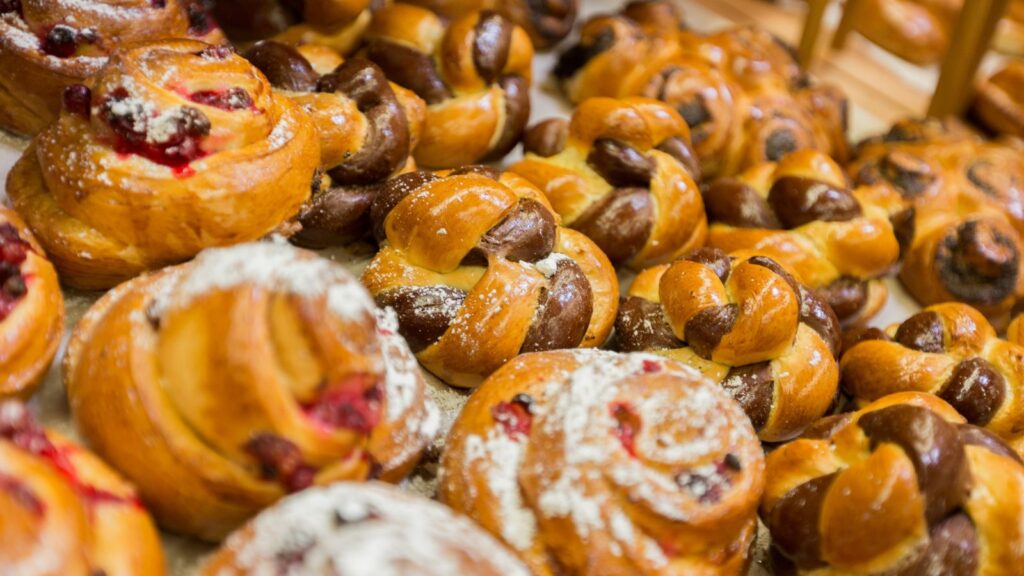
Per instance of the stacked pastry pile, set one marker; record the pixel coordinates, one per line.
(238, 389)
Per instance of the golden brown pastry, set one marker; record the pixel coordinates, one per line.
(222, 384)
(901, 488)
(622, 172)
(174, 147)
(478, 271)
(742, 321)
(474, 75)
(64, 511)
(801, 212)
(949, 351)
(368, 129)
(969, 212)
(593, 462)
(47, 45)
(32, 311)
(365, 529)
(547, 22)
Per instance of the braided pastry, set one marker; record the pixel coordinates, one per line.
(949, 351)
(47, 45)
(901, 488)
(32, 310)
(368, 129)
(969, 208)
(473, 74)
(219, 385)
(174, 147)
(592, 462)
(622, 172)
(745, 323)
(64, 511)
(801, 212)
(478, 271)
(547, 22)
(365, 529)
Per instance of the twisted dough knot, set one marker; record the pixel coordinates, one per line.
(368, 129)
(802, 213)
(64, 510)
(949, 351)
(478, 271)
(588, 461)
(365, 528)
(745, 323)
(902, 487)
(176, 147)
(261, 370)
(474, 76)
(47, 45)
(621, 173)
(32, 311)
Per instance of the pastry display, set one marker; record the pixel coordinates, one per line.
(547, 22)
(802, 212)
(744, 322)
(361, 529)
(474, 74)
(949, 351)
(478, 271)
(592, 462)
(902, 487)
(222, 384)
(172, 148)
(32, 310)
(740, 90)
(64, 511)
(47, 45)
(368, 129)
(622, 172)
(969, 212)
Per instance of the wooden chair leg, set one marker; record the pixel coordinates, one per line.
(967, 47)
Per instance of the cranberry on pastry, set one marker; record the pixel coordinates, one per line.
(622, 172)
(745, 323)
(172, 148)
(594, 462)
(478, 271)
(222, 384)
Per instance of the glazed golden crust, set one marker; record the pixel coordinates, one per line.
(592, 462)
(65, 511)
(36, 64)
(901, 487)
(222, 384)
(176, 147)
(624, 174)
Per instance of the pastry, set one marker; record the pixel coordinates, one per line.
(622, 172)
(474, 75)
(949, 351)
(478, 271)
(172, 148)
(592, 462)
(337, 24)
(368, 129)
(365, 529)
(547, 22)
(743, 322)
(969, 212)
(64, 511)
(219, 385)
(47, 45)
(801, 212)
(903, 487)
(32, 311)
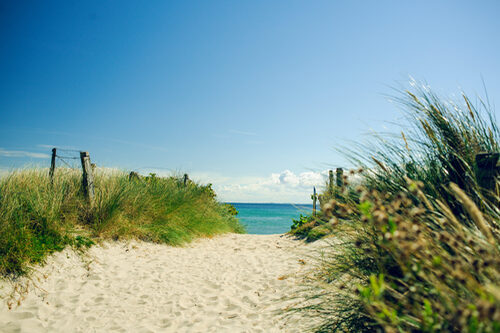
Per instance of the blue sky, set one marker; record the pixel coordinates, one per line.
(249, 95)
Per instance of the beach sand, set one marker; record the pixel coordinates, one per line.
(229, 283)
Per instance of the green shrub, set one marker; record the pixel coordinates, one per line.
(38, 218)
(420, 240)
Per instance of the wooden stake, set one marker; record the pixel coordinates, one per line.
(52, 165)
(487, 171)
(88, 177)
(314, 201)
(330, 181)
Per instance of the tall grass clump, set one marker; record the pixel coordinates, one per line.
(419, 238)
(38, 217)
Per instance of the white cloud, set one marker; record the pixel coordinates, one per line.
(283, 187)
(21, 153)
(243, 133)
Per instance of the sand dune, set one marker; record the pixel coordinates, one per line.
(230, 283)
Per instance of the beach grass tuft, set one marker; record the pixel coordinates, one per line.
(417, 244)
(38, 217)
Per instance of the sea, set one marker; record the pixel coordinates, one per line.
(269, 218)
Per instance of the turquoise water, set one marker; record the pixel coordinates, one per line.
(265, 219)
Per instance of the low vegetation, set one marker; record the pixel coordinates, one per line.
(38, 217)
(419, 238)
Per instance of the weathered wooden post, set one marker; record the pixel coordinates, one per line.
(88, 177)
(52, 165)
(486, 170)
(314, 201)
(330, 181)
(340, 179)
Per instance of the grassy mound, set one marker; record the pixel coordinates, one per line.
(37, 217)
(420, 237)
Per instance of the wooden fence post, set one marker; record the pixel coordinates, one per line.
(340, 175)
(486, 169)
(52, 165)
(314, 201)
(330, 181)
(88, 177)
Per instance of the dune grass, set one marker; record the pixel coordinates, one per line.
(419, 239)
(38, 218)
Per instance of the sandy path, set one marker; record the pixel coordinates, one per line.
(231, 283)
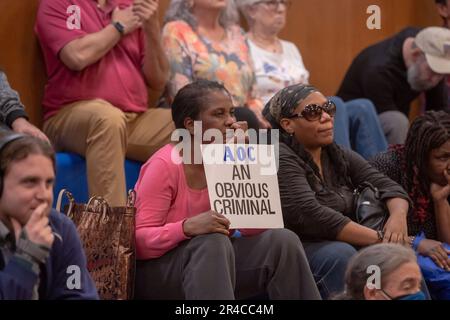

- - - - - - -

• _WHAT THE TASK REQUIRES_
Give all of the data above as a numbered list, skipping any blank lines and leaving out the pictures.

• _OUTPUT FOR THIS TASK_
1. Per instance of the stacked pastry pile, set one marker; record the pixel coordinates, one per line.
2. (238, 389)
3. Per instance of the golden brown pastry, set one marker; record the pixel coordinates, one per line.
4. (222, 384)
5. (901, 488)
6. (622, 172)
7. (174, 147)
8. (478, 271)
9. (742, 321)
10. (474, 75)
11. (64, 511)
12. (801, 212)
13. (949, 351)
14. (368, 129)
15. (969, 212)
16. (593, 462)
17. (47, 45)
18. (32, 311)
19. (365, 529)
20. (547, 22)
21. Per instance of the braided pastry, set one marker; record the pixel coordinates, one per line.
22. (949, 351)
23. (47, 45)
24. (901, 488)
25. (32, 310)
26. (368, 129)
27. (969, 208)
28. (473, 74)
29. (219, 385)
30. (174, 147)
31. (592, 462)
32. (622, 172)
33. (745, 323)
34. (64, 511)
35. (801, 212)
36. (478, 271)
37. (547, 22)
38. (365, 529)
39. Per instance of the twisted dough knot, set one marker; record the pixel coordinates, one per line.
40. (368, 129)
41. (802, 213)
42. (64, 510)
43. (949, 351)
44. (478, 271)
45. (588, 461)
46. (365, 528)
47. (745, 323)
48. (902, 487)
49. (176, 147)
50. (261, 370)
51. (474, 76)
52. (47, 45)
53. (621, 173)
54. (32, 311)
55. Per instance of the pastry display, set one marker; record the pixel coordinates, one per line.
56. (547, 22)
57. (802, 212)
58. (744, 322)
59. (361, 529)
60. (474, 74)
61. (949, 351)
62. (478, 271)
63. (592, 462)
64. (902, 487)
65. (222, 384)
66. (172, 148)
67. (32, 310)
68. (740, 90)
69. (64, 511)
70. (47, 45)
71. (368, 129)
72. (622, 172)
73. (969, 212)
74. Per instance of the wooden chair leg, set one marker; record the pixel coordinates, one per line.
75. (967, 47)
76. Per instance of the cranberry on pastry, set one marker; record the pixel coordinates, one per line.
77. (622, 172)
78. (745, 323)
79. (172, 148)
80. (594, 462)
81. (478, 271)
82. (222, 384)
83. Per instance of the glazed golden crust, set one marker; record the pixel coordinates, one per line.
84. (592, 462)
85. (65, 511)
86. (36, 64)
87. (901, 487)
88. (222, 384)
89. (176, 147)
90. (624, 174)
91. Per instance of the pastry, set one marker; record the pixel coordinates, one per line.
92. (622, 172)
93. (474, 75)
94. (949, 351)
95. (478, 271)
96. (172, 148)
97. (592, 462)
98. (337, 24)
99. (368, 129)
100. (365, 529)
101. (547, 22)
102. (743, 322)
103. (969, 212)
104. (64, 511)
105. (219, 385)
106. (47, 45)
107. (801, 212)
108. (903, 487)
109. (32, 311)
110. Per instance of the blue sky, set one marker; record the pixel coordinates, one per line.
111. (249, 95)
112. Per instance of the beach sand, set one marker; record the pixel coordinates, one per line.
113. (229, 283)
114. Per instance of the green shrub, set one marker; record the pixel coordinates, one per line.
115. (38, 218)
116. (420, 240)
117. Per instance of the wooden stake, set one marker; record the pixel coordinates, one per line.
118. (52, 165)
119. (487, 171)
120. (88, 177)
121. (314, 201)
122. (330, 181)
123. Per instance of the tall grass clump, set one marker; record the pixel coordinates, one per line.
124. (419, 238)
125. (38, 217)
126. Per instance of the white cloud, set one marker; record the pixel coordinates, one per line.
127. (283, 187)
128. (21, 153)
129. (243, 133)
130. Per instance of the sand dune, set one marker; record the pixel coordinates, one per line.
131. (230, 283)
132. Per instance of the beach grass tuft, set one marker; record the pixel coordinates, one per line.
133. (417, 244)
134. (38, 217)
135. Per instance of the sea, set one marker; record the pixel coordinates, one per line.
136. (269, 218)
137. Per instance of the turquoise water, set one marker; record the pixel coordinates, one per line.
138. (265, 219)
139. Per instance of the low vegetation, set one marker; record the pixel coordinates, one per line.
140. (38, 217)
141. (419, 238)
142. Per instance of the weathered wooden post, set one marker; record the pixel coordinates, one per line.
143. (88, 177)
144. (52, 165)
145. (486, 170)
146. (314, 201)
147. (330, 181)
148. (340, 179)
149. Per instance of the grassy mound, set one marker; record the pixel coordinates, one per line.
150. (37, 217)
151. (420, 237)
152. Per instance of the wooden fence post, set one marker; record the pixel coordinates, one per line.
153. (340, 175)
154. (486, 169)
155. (52, 165)
156. (314, 201)
157. (330, 181)
158. (88, 177)
159. Per instance of the dune grass, set one marker; record the pixel coordinates, one per line.
160. (419, 239)
161. (38, 218)
162. Per instance of the sandy path, set one marker; record the pixel coordinates, one per line.
163. (231, 283)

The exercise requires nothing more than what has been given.